• [TASK OBJECTIVE] Return every line of the data exactly as it stands.

** SUPPLIED INFORMATION follows **

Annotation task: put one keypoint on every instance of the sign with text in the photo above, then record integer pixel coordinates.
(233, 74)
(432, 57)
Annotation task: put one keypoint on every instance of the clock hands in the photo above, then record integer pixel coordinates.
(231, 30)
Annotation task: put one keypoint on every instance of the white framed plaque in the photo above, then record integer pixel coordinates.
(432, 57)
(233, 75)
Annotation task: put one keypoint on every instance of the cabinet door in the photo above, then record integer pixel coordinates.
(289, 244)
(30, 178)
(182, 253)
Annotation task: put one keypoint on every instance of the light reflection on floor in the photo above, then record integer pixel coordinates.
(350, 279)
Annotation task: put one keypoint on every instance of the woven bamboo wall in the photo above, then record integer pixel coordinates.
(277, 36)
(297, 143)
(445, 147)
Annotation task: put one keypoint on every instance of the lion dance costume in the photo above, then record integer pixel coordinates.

** End of SUPPLIED INFORMATION **

• [THE COMPLETED TASK]
Annotation task: put one keypoint on every instance of the sign with text in the photo above, then record integer pixel coordinates.
(233, 74)
(432, 57)
Annotation task: put one keypoint on every instance of the clock hands in the photo above, then record integer pixel coordinates.
(231, 30)
Annotation task: put one keypoint on every instance of the white framed plaque in the photo above, then record integer pixel coordinates.
(432, 57)
(233, 75)
Annotation task: put one keypoint on every instance of the cabinet door in the photo above, then record integer pixel coordinates.
(289, 244)
(30, 178)
(182, 253)
Annotation task: put one keypoint on every instance of the light reflection on floor in the photo above, then record integer pixel coordinates.
(350, 279)
Annotation task: put one keypoint on every instance of the woven bamboo wall in the photo above, then record integer pixel coordinates.
(277, 36)
(297, 143)
(445, 147)
Annotation task: put one keypoint on every instance of the lion dance costume in the photo above, then record integer pixel coordinates.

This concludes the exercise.